:: Listed entries ::
----
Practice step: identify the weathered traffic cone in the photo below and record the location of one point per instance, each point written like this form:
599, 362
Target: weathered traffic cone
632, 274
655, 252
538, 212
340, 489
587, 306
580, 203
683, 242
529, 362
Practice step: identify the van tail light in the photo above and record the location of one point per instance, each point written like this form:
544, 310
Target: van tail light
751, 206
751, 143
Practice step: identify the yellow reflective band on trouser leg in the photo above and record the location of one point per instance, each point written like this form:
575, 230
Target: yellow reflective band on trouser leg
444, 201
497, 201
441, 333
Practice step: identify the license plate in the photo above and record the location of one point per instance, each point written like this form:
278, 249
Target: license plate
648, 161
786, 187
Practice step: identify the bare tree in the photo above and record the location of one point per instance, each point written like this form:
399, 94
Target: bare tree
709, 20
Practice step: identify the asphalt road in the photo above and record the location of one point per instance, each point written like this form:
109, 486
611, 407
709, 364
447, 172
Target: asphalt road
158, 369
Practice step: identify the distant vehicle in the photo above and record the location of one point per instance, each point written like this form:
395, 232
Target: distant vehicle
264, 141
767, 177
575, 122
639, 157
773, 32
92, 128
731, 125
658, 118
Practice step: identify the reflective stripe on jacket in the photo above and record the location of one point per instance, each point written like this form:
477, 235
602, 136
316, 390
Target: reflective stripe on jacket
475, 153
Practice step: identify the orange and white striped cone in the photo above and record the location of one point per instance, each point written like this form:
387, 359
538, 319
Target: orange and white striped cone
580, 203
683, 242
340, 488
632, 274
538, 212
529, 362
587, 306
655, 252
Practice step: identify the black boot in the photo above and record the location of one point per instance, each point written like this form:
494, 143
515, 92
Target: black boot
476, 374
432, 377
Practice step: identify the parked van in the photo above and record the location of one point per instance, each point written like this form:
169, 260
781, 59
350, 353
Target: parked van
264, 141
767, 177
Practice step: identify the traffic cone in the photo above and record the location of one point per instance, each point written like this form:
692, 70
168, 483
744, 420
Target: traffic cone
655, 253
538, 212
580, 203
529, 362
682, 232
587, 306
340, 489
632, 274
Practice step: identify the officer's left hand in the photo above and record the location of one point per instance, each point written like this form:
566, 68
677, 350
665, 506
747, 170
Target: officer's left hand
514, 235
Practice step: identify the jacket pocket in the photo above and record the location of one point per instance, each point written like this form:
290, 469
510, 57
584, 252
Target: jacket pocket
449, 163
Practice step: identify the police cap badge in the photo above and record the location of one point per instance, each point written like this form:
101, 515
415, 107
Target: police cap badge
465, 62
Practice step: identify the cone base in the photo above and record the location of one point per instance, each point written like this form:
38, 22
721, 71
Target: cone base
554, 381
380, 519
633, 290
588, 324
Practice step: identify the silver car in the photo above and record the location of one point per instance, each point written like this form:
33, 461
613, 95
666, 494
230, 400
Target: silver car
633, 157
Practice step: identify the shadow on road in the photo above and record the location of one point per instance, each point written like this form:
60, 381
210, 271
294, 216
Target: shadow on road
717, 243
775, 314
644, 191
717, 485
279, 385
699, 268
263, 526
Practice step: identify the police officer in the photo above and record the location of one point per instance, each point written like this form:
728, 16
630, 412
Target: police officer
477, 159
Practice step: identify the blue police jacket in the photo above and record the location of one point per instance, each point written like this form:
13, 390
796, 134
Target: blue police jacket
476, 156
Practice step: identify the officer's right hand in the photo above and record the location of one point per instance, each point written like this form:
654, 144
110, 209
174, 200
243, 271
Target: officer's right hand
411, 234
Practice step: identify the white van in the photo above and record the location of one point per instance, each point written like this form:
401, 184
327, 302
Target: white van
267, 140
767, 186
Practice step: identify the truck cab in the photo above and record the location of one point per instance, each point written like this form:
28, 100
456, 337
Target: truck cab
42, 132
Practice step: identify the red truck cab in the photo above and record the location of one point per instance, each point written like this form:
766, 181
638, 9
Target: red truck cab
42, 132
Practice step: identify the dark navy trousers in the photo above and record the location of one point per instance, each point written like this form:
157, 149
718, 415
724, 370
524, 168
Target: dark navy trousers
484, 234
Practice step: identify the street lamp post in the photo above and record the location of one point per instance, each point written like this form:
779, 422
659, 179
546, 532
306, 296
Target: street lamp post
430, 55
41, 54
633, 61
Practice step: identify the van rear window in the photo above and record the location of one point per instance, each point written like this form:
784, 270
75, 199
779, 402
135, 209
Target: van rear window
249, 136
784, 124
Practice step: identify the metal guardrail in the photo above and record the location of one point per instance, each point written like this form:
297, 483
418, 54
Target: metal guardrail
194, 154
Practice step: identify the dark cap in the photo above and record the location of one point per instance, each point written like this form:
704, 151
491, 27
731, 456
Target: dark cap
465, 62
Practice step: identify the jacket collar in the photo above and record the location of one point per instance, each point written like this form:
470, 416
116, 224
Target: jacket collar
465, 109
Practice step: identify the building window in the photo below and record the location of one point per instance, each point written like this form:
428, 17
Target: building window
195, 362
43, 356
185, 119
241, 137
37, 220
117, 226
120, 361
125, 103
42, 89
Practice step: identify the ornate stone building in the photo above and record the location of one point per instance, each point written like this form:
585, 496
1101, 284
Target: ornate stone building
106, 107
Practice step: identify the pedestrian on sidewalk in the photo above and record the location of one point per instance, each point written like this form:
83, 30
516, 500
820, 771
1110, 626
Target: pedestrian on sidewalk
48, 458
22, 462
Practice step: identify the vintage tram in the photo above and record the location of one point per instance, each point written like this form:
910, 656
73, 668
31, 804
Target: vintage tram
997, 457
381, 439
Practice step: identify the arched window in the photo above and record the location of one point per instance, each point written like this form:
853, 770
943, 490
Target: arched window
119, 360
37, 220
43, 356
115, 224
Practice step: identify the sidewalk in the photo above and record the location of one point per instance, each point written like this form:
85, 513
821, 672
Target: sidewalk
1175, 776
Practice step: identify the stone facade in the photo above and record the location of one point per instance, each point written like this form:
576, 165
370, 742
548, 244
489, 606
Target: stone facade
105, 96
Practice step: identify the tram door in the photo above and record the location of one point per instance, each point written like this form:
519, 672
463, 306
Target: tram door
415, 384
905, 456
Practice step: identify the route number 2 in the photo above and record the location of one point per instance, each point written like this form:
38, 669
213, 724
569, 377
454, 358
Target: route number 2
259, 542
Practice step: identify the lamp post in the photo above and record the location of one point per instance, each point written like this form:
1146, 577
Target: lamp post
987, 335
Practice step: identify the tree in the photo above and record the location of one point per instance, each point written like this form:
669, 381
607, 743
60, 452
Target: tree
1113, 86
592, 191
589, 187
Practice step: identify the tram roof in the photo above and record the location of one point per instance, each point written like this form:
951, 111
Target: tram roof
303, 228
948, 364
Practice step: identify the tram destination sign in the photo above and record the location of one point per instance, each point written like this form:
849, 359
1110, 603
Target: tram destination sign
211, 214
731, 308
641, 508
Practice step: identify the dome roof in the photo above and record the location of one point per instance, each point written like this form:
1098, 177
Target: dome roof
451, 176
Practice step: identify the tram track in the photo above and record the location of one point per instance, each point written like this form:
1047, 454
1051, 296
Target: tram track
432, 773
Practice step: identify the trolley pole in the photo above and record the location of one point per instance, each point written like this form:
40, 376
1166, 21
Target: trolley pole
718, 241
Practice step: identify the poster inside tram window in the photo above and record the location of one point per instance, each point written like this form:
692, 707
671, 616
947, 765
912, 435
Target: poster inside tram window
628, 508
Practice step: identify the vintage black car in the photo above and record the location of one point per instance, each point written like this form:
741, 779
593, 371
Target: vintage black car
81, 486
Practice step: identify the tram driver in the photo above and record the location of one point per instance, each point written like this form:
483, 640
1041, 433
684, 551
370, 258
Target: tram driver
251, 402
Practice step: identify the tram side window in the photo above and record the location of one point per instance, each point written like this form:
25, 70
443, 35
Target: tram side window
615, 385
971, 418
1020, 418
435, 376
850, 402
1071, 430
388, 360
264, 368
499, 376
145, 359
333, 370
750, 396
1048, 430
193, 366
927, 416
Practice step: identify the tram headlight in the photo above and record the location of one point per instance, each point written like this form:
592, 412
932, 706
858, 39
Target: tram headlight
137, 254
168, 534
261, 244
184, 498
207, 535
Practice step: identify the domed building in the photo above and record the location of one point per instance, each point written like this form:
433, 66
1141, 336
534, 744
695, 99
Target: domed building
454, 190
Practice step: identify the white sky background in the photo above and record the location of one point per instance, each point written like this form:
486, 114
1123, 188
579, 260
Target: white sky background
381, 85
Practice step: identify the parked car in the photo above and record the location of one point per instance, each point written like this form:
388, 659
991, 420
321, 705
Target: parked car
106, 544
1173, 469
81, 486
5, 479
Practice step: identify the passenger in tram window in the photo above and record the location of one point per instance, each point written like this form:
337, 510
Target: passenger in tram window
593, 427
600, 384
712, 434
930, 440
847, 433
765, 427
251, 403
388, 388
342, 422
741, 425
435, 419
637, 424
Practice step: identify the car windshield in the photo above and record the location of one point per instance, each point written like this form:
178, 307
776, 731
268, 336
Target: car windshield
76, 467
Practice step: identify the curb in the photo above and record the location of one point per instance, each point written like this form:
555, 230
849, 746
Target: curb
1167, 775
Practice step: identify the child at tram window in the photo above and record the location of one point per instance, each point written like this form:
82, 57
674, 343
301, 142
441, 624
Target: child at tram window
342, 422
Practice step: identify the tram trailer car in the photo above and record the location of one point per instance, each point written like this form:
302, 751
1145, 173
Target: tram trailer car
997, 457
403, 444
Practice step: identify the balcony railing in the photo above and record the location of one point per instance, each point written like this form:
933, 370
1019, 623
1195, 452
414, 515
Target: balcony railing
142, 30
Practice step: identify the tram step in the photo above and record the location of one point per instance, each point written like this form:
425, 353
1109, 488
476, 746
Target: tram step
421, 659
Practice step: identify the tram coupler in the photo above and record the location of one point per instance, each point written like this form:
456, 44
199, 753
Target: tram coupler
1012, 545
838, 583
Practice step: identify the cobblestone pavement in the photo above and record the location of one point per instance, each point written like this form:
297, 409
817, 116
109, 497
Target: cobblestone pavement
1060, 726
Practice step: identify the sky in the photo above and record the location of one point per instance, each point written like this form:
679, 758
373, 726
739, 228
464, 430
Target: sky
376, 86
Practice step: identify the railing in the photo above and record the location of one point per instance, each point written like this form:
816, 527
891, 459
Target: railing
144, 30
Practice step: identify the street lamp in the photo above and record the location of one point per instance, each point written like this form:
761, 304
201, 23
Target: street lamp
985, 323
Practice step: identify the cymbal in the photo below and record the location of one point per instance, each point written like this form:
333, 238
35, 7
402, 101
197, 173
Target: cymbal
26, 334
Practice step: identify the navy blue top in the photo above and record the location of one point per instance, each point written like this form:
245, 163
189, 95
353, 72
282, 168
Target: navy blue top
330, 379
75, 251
----
Rewrite the records from the line that has "Practice step: identify the sky" through the end of the records, replacing "street lamp" with "lamppost" everywhere and leaving everything else unchanged. Give back only those lines.

Practice step: identify the sky in the photo above and record the location of one point per instance, each point written like this form:
679, 758
373, 726
739, 228
464, 430
Target: sky
376, 86
Practice step: identify the railing in the photo above and record the location of one point per instance, each point written like this form:
816, 527
891, 459
Target: railing
144, 30
Practice step: identify the lamppost in the photo above and record the location of one point per instance, each point written like this form:
761, 304
201, 23
Target: lamppost
985, 323
Practice step: identify the cymbal in the photo below and record the location of one point per instance, each point written like this form:
333, 238
35, 7
402, 101
197, 173
Target: cymbal
26, 334
Practice step: identify the navy blue top in the photo above and record the location of one point per instance, each point written like this form:
245, 163
189, 95
353, 72
282, 168
Target: navy blue top
330, 379
75, 251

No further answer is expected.